### Assignment
All that is needed is each line of the entries holding the word "below", copied as it stands.

────────────────────

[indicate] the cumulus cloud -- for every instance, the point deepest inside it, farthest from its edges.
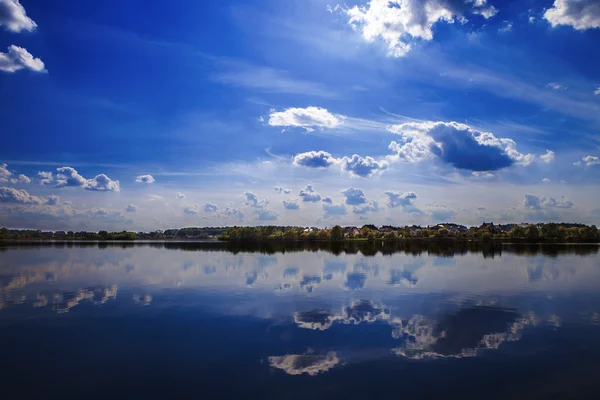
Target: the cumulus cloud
(535, 202)
(557, 86)
(363, 167)
(315, 159)
(308, 118)
(440, 212)
(5, 174)
(291, 204)
(45, 178)
(333, 211)
(354, 196)
(401, 23)
(231, 212)
(506, 28)
(457, 144)
(11, 195)
(53, 200)
(296, 364)
(308, 194)
(14, 18)
(579, 14)
(112, 216)
(400, 199)
(192, 210)
(282, 190)
(588, 161)
(23, 179)
(145, 179)
(371, 206)
(69, 177)
(252, 200)
(18, 58)
(548, 157)
(102, 183)
(210, 208)
(266, 215)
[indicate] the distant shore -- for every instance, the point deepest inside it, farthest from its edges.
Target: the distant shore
(446, 232)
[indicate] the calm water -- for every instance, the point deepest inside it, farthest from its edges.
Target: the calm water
(211, 321)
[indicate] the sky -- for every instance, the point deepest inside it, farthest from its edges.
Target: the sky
(145, 115)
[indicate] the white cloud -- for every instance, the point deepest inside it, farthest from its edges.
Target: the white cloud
(263, 214)
(45, 178)
(310, 364)
(371, 206)
(112, 216)
(536, 202)
(588, 161)
(281, 189)
(456, 144)
(14, 18)
(192, 210)
(145, 179)
(11, 195)
(308, 194)
(23, 179)
(400, 23)
(18, 58)
(548, 157)
(400, 199)
(440, 212)
(354, 196)
(363, 167)
(506, 28)
(252, 200)
(291, 204)
(308, 118)
(315, 159)
(102, 183)
(580, 14)
(5, 174)
(210, 208)
(231, 212)
(333, 210)
(557, 86)
(69, 177)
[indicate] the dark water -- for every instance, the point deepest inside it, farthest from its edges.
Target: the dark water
(214, 321)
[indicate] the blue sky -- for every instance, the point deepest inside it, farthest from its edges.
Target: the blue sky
(141, 115)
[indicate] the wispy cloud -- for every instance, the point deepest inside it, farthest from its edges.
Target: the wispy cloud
(268, 80)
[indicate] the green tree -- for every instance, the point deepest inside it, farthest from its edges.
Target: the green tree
(532, 232)
(337, 234)
(517, 232)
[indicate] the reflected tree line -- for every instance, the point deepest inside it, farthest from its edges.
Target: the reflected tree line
(366, 248)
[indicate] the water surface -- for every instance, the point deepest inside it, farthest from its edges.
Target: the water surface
(210, 320)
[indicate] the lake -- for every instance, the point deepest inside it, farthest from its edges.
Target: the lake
(214, 320)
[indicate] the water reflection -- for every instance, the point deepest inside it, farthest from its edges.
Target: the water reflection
(304, 312)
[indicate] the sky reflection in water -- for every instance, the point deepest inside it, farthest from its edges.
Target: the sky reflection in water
(302, 314)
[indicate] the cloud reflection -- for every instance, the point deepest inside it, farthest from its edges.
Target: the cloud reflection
(297, 364)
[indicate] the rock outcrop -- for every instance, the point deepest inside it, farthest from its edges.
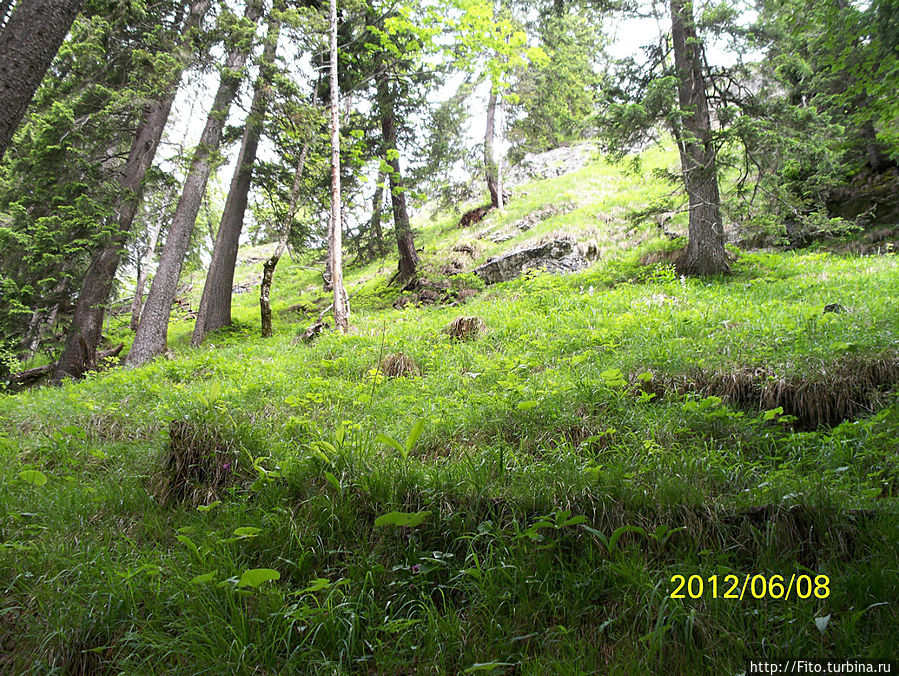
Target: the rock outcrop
(549, 164)
(556, 256)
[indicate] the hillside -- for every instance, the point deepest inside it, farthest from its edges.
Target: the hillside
(518, 500)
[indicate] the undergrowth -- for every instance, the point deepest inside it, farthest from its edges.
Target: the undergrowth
(517, 503)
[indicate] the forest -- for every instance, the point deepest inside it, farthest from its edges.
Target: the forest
(448, 336)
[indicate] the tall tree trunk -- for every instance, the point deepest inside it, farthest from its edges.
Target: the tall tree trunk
(84, 334)
(5, 6)
(405, 242)
(499, 164)
(336, 238)
(705, 254)
(143, 269)
(28, 43)
(215, 305)
(377, 232)
(489, 162)
(268, 268)
(151, 337)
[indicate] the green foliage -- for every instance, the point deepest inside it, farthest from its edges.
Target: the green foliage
(520, 504)
(557, 96)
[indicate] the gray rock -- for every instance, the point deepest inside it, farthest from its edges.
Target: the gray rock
(550, 164)
(556, 256)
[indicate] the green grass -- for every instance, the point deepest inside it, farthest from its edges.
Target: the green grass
(536, 449)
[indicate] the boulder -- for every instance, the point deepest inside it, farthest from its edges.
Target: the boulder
(556, 256)
(550, 164)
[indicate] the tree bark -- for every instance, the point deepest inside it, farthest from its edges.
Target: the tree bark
(705, 254)
(5, 6)
(151, 337)
(87, 322)
(143, 268)
(268, 268)
(377, 232)
(215, 304)
(336, 238)
(28, 43)
(405, 241)
(499, 164)
(489, 162)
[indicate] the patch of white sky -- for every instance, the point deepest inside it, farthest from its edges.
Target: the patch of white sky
(626, 38)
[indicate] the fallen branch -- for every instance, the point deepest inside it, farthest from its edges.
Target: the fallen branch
(28, 376)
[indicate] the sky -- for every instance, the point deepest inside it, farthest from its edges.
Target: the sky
(626, 38)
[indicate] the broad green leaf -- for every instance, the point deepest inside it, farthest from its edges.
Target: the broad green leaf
(190, 544)
(33, 477)
(317, 584)
(393, 443)
(332, 480)
(409, 519)
(256, 576)
(205, 577)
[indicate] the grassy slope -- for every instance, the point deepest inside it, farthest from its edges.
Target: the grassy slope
(529, 426)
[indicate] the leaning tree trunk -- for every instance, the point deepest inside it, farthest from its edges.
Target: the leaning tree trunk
(83, 338)
(28, 43)
(336, 235)
(405, 242)
(268, 268)
(489, 161)
(5, 6)
(143, 270)
(705, 254)
(152, 333)
(215, 304)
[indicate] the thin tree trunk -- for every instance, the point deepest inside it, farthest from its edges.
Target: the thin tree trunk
(499, 163)
(87, 323)
(28, 43)
(143, 269)
(151, 337)
(489, 162)
(408, 257)
(377, 205)
(268, 268)
(215, 304)
(705, 254)
(5, 6)
(336, 258)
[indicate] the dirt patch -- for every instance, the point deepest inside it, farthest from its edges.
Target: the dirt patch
(663, 256)
(199, 464)
(439, 290)
(828, 397)
(399, 365)
(474, 216)
(466, 328)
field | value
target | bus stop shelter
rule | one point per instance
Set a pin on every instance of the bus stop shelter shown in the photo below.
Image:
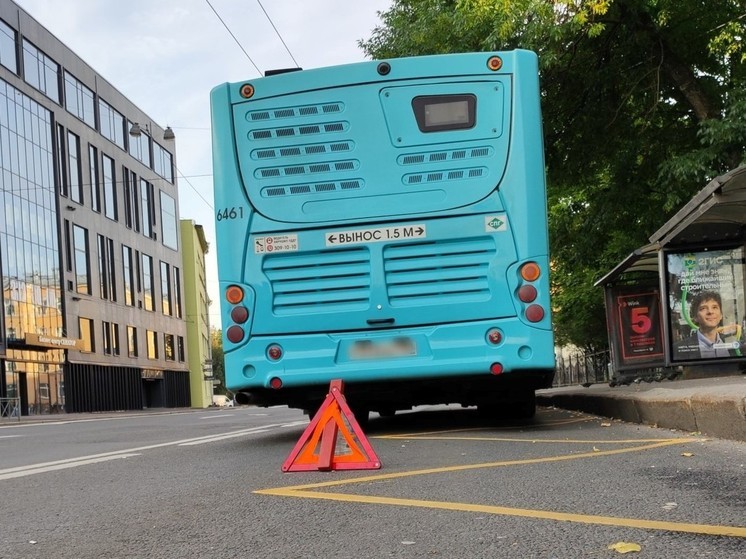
(654, 295)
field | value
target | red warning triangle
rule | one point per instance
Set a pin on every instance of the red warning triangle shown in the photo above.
(319, 448)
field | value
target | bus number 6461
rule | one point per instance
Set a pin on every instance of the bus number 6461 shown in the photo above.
(230, 213)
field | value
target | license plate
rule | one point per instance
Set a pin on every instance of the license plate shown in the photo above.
(370, 349)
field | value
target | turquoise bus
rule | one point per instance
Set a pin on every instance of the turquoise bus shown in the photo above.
(385, 223)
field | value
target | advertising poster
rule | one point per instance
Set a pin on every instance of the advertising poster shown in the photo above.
(639, 328)
(706, 304)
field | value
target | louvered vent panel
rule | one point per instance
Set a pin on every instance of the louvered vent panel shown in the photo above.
(441, 272)
(324, 187)
(297, 151)
(444, 176)
(325, 281)
(311, 169)
(440, 156)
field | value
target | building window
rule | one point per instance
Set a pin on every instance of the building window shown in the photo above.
(131, 207)
(93, 179)
(162, 162)
(61, 160)
(148, 282)
(111, 338)
(177, 292)
(147, 208)
(82, 267)
(74, 172)
(169, 228)
(129, 276)
(110, 188)
(152, 339)
(140, 146)
(106, 268)
(8, 47)
(165, 288)
(41, 72)
(79, 100)
(180, 348)
(85, 325)
(131, 341)
(112, 123)
(169, 350)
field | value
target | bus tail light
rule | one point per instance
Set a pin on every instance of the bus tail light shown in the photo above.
(234, 334)
(530, 271)
(274, 352)
(527, 293)
(534, 313)
(494, 336)
(234, 294)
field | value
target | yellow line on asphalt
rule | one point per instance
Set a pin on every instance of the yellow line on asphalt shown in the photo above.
(711, 530)
(517, 440)
(308, 491)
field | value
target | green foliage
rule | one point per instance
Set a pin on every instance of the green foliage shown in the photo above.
(643, 104)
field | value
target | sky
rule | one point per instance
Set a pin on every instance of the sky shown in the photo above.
(166, 56)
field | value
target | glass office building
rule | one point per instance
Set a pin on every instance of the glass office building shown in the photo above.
(90, 262)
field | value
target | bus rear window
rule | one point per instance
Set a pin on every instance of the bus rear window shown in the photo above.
(445, 112)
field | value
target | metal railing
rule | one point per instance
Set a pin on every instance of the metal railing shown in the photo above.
(10, 409)
(581, 367)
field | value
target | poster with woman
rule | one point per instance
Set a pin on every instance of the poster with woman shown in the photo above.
(706, 304)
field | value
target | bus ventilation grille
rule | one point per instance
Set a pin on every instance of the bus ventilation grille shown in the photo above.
(299, 151)
(448, 155)
(438, 273)
(294, 112)
(312, 188)
(299, 131)
(446, 175)
(326, 281)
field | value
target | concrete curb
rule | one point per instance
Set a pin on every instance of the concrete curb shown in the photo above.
(713, 407)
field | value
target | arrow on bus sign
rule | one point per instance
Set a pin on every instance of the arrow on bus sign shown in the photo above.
(377, 235)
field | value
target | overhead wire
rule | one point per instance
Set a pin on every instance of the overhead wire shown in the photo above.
(278, 33)
(234, 37)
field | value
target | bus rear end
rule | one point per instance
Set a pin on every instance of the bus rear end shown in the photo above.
(384, 223)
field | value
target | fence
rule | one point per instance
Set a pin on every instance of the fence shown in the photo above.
(10, 408)
(580, 367)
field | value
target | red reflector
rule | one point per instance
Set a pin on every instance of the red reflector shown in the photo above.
(274, 352)
(530, 271)
(234, 294)
(527, 293)
(534, 313)
(494, 336)
(234, 334)
(239, 315)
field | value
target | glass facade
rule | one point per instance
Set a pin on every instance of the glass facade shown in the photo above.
(29, 250)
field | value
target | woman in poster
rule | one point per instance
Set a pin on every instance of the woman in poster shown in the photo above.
(708, 340)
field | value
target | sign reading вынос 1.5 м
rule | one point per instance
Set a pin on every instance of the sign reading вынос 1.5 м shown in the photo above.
(706, 306)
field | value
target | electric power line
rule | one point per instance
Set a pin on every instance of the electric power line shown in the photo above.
(278, 33)
(234, 37)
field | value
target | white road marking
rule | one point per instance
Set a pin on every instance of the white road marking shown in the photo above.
(31, 469)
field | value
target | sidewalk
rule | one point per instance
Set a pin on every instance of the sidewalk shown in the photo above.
(712, 406)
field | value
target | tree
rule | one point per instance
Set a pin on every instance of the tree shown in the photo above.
(218, 360)
(643, 103)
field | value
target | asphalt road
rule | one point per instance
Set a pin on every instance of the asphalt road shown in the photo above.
(209, 484)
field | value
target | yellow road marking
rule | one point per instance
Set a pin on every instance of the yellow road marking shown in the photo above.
(310, 491)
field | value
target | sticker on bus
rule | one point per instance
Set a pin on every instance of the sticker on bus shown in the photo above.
(275, 243)
(378, 235)
(494, 223)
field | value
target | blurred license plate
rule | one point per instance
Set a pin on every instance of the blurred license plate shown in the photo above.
(369, 349)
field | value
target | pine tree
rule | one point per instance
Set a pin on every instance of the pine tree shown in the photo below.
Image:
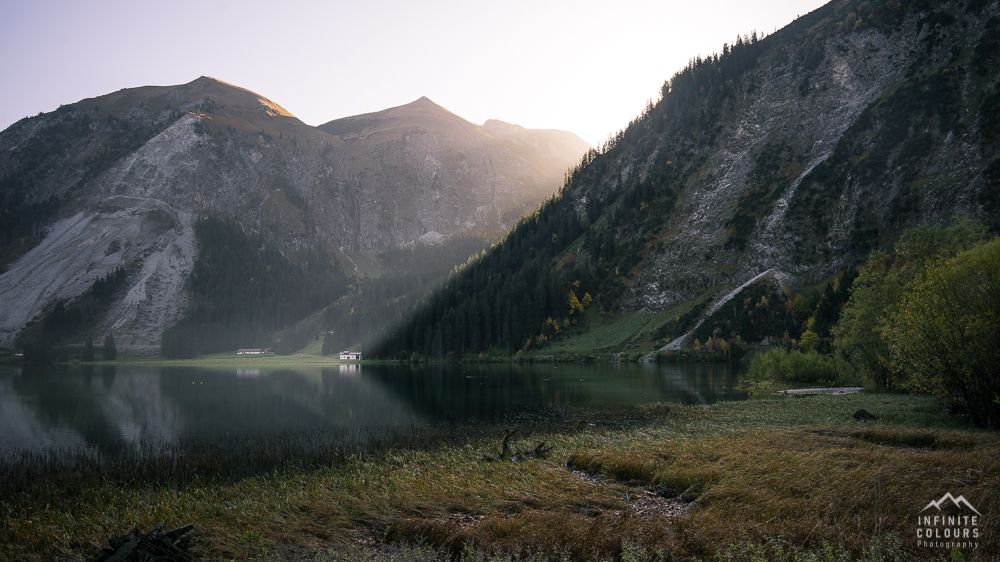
(88, 350)
(110, 350)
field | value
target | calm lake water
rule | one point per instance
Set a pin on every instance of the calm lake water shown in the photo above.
(94, 406)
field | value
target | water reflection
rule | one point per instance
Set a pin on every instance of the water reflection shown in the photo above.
(84, 406)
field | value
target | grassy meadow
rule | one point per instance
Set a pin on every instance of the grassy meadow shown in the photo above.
(791, 478)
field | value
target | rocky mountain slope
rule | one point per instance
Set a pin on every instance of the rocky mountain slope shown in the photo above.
(797, 153)
(117, 181)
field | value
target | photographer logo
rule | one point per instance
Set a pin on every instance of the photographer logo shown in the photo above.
(948, 522)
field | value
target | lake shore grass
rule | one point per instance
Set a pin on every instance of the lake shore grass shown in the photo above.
(771, 479)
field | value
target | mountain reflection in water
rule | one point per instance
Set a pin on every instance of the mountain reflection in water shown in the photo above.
(87, 406)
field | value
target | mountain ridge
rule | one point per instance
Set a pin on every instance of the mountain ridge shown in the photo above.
(798, 153)
(126, 175)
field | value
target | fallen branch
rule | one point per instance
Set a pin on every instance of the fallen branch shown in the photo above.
(508, 454)
(169, 546)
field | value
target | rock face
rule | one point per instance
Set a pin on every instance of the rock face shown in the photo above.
(432, 171)
(846, 128)
(117, 181)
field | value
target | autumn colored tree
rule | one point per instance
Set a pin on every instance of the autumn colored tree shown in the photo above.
(946, 331)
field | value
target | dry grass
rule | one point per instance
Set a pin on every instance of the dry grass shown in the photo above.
(777, 479)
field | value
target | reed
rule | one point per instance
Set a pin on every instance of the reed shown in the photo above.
(777, 479)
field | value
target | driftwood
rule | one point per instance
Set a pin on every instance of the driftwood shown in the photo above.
(508, 454)
(157, 545)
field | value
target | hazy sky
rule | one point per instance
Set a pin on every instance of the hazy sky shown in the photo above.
(582, 66)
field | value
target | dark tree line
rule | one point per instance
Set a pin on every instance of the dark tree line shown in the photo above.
(245, 290)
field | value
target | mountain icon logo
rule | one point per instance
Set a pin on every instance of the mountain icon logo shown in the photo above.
(960, 501)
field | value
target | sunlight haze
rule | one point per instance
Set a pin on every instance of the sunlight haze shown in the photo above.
(585, 67)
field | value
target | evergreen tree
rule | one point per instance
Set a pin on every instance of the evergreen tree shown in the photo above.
(88, 350)
(110, 350)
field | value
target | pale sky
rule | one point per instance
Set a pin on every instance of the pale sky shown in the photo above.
(582, 66)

────────────────────

### Expected output
Set a pin on every instance of the bus stop shelter shown in the photo below.
Set a pin on every instance of the pine tree shown in the photo below.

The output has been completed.